## REQUIRED TASK
Reproduce verbatim the records from the line containing "the volcanic soil?" through the final line of the records, including both of those lines.

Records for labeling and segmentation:
= = = =
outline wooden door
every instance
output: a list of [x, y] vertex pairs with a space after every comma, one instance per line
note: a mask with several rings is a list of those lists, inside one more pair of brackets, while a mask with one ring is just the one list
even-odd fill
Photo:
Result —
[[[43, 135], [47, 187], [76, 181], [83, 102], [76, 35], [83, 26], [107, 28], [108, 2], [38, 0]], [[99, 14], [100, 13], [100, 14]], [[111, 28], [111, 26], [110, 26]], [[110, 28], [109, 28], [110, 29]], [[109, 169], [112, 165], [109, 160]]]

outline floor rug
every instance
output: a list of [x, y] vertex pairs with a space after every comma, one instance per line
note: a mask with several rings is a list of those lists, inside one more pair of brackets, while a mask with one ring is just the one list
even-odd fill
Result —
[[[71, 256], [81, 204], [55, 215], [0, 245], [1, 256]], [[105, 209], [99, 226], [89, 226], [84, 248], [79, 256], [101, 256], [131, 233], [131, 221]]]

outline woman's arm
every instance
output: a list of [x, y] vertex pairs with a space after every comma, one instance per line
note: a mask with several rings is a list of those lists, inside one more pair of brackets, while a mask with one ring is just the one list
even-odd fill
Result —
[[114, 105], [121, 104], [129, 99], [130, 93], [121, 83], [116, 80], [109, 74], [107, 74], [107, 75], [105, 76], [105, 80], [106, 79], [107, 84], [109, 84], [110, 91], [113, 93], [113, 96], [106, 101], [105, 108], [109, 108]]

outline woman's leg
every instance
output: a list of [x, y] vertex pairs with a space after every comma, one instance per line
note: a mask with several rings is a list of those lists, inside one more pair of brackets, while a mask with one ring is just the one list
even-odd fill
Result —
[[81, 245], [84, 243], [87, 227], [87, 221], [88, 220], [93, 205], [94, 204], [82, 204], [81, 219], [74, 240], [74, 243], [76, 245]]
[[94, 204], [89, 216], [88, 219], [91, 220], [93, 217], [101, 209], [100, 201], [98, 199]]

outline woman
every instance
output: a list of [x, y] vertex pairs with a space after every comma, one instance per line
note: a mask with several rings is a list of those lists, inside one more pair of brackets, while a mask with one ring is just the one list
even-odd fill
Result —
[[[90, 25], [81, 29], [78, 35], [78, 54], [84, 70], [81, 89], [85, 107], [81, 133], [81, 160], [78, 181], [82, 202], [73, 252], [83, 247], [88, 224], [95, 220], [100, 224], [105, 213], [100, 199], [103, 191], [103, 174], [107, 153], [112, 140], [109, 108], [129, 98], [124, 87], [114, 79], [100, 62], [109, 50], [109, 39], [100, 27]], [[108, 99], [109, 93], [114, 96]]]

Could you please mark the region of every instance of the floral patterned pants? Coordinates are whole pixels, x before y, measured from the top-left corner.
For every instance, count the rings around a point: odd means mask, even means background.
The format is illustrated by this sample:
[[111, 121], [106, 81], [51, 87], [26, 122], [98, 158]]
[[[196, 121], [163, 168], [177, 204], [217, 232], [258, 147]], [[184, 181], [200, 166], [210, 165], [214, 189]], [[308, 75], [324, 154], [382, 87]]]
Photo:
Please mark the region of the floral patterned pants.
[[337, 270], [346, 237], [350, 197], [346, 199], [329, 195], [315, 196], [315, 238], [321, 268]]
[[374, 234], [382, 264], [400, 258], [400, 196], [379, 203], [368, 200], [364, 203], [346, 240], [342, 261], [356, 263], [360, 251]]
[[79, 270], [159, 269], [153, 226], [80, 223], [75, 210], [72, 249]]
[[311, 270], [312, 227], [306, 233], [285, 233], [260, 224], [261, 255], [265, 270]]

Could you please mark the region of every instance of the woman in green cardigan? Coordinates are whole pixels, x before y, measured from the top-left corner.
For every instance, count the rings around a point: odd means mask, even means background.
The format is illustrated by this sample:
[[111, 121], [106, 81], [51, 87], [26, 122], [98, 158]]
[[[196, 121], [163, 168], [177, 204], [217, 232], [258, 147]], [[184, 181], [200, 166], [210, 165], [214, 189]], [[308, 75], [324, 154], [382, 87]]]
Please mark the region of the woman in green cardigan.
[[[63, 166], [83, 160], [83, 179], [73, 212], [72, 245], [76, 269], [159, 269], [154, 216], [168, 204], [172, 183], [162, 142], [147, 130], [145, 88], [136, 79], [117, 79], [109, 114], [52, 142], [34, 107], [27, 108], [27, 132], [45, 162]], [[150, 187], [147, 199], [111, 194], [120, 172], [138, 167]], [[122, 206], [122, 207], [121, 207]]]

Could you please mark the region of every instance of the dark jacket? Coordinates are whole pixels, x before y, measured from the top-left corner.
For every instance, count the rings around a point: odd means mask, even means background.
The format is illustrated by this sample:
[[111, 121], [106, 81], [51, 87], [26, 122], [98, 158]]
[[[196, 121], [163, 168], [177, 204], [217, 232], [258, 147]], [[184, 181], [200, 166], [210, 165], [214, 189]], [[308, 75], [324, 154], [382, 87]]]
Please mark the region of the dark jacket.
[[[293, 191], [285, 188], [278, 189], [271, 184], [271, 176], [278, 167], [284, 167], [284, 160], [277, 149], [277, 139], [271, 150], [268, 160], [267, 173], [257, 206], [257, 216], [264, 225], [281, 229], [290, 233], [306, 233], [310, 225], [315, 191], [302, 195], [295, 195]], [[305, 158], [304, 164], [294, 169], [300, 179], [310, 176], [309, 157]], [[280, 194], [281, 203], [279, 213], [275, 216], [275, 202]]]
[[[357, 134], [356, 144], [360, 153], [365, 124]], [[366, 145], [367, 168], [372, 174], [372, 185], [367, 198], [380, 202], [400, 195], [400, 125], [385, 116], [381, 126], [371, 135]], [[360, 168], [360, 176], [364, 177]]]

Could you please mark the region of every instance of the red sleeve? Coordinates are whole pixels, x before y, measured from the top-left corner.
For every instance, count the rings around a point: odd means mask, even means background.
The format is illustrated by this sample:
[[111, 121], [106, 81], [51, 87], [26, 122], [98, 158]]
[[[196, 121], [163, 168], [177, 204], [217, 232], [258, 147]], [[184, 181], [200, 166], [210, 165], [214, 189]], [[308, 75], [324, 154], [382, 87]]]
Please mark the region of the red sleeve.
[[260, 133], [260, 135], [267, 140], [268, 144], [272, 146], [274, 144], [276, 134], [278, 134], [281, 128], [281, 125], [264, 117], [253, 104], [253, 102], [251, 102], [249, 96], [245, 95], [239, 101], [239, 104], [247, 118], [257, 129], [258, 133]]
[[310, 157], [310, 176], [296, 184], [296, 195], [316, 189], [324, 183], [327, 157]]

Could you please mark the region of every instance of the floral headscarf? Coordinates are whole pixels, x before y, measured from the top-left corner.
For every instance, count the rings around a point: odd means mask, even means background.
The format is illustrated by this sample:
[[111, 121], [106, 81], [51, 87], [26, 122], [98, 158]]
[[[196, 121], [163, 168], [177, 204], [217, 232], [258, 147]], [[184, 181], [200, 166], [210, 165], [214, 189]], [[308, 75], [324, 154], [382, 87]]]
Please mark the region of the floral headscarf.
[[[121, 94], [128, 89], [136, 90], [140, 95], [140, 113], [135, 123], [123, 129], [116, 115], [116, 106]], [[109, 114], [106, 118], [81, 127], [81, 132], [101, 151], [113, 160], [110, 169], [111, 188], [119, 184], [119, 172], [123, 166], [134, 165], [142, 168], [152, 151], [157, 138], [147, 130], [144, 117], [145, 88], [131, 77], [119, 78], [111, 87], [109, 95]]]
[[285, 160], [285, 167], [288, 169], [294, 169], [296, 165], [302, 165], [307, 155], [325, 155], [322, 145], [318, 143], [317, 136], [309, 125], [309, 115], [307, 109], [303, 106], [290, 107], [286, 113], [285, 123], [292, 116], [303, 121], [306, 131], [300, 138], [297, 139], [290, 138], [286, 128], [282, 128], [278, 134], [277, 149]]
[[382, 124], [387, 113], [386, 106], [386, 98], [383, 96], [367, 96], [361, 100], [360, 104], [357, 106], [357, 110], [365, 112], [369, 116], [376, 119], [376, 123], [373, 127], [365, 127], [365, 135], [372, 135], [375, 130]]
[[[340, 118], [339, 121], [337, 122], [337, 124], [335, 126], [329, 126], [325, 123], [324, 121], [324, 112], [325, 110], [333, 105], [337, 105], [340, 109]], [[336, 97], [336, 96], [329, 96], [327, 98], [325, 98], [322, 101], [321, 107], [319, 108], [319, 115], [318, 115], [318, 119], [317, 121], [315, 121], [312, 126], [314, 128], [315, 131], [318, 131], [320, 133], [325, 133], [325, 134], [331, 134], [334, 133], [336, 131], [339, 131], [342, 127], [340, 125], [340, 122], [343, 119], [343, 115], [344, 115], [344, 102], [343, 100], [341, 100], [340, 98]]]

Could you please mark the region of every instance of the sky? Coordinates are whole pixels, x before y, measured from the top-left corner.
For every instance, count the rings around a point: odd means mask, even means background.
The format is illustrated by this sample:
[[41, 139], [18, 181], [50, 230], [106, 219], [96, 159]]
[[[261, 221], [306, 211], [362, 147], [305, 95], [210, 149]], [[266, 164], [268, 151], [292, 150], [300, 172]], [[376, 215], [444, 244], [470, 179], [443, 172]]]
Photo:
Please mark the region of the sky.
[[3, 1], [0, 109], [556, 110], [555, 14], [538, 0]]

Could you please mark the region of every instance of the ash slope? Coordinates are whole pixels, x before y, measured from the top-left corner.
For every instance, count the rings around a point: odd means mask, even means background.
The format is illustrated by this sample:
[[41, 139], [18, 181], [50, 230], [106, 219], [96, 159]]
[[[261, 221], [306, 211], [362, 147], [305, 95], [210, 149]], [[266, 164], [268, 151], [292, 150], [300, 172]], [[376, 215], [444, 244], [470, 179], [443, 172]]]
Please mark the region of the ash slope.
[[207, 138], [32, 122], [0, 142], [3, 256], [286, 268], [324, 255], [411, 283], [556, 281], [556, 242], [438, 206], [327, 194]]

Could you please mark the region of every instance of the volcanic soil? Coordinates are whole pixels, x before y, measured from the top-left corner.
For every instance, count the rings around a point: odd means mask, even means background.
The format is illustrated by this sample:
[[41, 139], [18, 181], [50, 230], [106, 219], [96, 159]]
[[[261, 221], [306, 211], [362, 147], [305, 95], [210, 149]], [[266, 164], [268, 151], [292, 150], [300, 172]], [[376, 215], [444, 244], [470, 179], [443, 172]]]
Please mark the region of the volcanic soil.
= = = =
## WORKED SOLUTION
Could you please mark the region of every instance of the volcanic soil? Coordinates are whole pixels, x before y, measured from the top-left corner.
For every instance, count the rings around a point: odd means mask, even means background.
The format is illustrated by this sample:
[[41, 139], [18, 181], [50, 230], [106, 219], [96, 159]]
[[[261, 221], [306, 211], [362, 147], [305, 95], [210, 149]], [[266, 164], [268, 151], [292, 150], [300, 172]], [[376, 215], [444, 244], [470, 179], [443, 172]]]
Please mark the region of the volcanic soil.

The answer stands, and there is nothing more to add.